▶ _OBJECTIVE_: Take the line that contains "Where can the green meadow" as the first line and the last line of the material below as the final one; reproduce exactly the lines between, inclusive.

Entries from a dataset
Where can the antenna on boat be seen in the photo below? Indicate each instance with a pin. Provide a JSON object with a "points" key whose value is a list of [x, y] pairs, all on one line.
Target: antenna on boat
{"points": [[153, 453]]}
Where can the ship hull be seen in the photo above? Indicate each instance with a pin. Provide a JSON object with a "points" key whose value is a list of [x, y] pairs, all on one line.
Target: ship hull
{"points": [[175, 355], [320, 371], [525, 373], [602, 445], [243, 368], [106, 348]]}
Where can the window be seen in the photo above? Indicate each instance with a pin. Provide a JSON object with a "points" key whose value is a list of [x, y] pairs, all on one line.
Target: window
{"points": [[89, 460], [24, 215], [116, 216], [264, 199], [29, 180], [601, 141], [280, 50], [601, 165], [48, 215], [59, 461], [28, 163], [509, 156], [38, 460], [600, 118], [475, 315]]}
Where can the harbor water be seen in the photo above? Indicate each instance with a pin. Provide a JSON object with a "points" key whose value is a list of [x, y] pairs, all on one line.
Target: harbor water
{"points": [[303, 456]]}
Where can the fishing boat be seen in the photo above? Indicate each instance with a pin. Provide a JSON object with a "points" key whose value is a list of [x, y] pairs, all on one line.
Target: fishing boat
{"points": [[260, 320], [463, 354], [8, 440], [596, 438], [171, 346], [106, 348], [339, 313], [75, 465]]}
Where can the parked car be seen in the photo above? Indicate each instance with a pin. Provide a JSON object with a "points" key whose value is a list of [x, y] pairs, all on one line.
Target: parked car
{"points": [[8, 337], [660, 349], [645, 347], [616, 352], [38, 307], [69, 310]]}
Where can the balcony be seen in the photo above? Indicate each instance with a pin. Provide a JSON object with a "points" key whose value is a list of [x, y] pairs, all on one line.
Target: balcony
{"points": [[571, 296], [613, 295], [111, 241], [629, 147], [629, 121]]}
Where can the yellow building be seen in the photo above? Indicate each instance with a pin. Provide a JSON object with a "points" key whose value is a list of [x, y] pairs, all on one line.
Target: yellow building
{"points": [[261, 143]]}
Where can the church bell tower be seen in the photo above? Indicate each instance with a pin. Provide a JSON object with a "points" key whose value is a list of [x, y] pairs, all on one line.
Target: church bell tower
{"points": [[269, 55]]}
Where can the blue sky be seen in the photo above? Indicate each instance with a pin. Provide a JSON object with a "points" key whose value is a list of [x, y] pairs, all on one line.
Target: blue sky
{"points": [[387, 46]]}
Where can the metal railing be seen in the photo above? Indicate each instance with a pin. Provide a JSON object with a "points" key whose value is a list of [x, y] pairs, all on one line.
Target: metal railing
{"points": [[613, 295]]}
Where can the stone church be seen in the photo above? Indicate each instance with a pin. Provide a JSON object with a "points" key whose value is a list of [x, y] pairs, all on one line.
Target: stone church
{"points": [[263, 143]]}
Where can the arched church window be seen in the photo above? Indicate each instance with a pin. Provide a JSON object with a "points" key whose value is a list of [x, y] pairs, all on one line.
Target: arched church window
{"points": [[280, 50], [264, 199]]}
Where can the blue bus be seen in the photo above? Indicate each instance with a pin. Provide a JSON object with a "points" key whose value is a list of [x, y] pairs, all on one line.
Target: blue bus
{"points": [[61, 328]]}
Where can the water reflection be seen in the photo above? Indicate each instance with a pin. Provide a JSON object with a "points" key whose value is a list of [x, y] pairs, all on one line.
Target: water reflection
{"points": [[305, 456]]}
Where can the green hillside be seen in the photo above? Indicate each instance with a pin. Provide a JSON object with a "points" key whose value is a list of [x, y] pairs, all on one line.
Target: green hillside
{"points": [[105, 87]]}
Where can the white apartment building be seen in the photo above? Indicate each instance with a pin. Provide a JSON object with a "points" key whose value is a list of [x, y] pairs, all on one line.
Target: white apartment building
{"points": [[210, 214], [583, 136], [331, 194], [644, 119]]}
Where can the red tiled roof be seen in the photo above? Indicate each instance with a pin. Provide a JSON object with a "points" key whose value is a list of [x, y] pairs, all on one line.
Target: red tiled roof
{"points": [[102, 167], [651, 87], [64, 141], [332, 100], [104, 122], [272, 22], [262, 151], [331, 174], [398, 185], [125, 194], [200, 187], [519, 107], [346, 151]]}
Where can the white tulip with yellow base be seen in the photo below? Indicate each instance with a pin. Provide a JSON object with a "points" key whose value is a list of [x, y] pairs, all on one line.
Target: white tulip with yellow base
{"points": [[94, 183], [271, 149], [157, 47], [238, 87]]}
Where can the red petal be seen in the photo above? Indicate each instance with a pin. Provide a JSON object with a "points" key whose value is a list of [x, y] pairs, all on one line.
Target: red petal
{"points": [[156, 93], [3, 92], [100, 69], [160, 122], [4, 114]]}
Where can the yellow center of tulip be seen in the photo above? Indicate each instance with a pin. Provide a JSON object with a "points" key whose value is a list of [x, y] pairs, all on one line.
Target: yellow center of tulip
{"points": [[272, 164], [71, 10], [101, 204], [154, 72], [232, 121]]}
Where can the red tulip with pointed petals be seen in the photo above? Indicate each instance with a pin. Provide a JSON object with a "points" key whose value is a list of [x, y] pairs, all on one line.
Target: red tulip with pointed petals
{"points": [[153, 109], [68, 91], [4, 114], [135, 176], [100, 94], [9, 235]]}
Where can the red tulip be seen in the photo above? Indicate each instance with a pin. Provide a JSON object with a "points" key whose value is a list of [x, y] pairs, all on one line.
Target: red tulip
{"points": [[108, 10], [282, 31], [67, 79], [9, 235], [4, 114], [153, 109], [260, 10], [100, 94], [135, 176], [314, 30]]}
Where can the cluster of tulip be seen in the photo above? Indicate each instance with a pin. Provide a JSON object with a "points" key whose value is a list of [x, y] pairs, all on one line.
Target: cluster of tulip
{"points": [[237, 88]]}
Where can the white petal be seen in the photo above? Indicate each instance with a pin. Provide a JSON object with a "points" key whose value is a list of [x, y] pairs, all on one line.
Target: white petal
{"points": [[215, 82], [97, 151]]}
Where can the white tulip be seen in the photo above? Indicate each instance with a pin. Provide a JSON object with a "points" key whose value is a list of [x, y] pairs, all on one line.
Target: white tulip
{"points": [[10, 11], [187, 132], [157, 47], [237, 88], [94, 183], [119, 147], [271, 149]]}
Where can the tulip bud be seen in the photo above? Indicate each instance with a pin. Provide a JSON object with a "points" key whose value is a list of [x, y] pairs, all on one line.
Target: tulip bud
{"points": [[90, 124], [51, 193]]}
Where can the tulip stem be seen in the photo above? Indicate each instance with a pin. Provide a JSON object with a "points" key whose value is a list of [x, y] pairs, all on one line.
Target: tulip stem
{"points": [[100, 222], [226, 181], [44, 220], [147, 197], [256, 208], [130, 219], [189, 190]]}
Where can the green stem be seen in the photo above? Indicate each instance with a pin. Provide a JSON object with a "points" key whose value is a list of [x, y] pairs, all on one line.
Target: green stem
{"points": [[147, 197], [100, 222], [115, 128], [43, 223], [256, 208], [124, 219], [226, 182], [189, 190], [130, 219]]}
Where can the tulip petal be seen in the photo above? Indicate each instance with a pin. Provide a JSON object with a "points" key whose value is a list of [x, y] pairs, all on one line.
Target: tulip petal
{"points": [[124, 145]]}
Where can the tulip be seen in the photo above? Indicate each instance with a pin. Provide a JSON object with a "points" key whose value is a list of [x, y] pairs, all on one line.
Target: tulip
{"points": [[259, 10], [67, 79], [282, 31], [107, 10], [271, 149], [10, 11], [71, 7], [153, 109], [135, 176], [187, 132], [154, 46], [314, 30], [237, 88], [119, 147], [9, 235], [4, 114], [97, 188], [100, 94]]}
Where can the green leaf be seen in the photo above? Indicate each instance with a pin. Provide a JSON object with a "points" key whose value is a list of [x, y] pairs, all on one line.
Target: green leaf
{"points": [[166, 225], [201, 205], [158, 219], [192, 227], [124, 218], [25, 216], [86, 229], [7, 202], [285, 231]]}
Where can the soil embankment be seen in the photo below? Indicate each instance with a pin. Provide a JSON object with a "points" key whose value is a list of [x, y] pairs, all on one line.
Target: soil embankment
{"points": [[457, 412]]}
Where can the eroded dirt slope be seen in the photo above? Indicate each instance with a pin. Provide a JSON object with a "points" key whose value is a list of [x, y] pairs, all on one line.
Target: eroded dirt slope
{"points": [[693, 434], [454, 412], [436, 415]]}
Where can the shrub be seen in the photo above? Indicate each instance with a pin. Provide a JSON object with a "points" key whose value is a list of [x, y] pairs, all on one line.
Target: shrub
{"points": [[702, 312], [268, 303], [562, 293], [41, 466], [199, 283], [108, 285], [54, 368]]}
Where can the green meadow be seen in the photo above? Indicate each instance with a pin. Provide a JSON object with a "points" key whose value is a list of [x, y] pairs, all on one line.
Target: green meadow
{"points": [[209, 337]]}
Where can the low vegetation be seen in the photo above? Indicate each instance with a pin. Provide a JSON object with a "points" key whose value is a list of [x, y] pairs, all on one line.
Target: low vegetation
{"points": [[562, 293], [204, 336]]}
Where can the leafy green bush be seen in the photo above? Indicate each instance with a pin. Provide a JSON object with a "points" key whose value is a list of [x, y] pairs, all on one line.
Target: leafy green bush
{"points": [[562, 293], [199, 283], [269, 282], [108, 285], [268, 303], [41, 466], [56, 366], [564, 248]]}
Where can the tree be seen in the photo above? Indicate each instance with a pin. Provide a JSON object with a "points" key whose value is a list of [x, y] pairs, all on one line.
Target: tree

▶ _WORKED SOLUTION_:
Where can the green meadow be seen in the photo above? Indicate each instance with a pin. Provide a JSON object with a "points" key whose value is a list of [x, y] pairs, all on one line.
Target: green meadow
{"points": [[209, 337]]}
Where can the low vegetation be seen in the photo above? Indicate each instance with a pin. Provide a JSON object with a "points" key whose value is a list of [x, y] pairs, all on one line.
Target: low vegetation
{"points": [[562, 293], [204, 336]]}
Where can the leafy green bush be seen in the photo above? Indicate each instance with a pin. Provide a JSON object with a "points" key whose value is a list of [x, y] pairs, all on one line.
Target: leafy green bush
{"points": [[562, 293], [199, 283], [269, 282], [108, 285], [268, 303], [41, 466], [56, 366], [564, 248]]}
Where can the tree be seen in the photo above? Indicate each instance with a pin. Provide a JSON object with a "points" key whose value is a list of [x, y] pairs, all on one line.
Target: tree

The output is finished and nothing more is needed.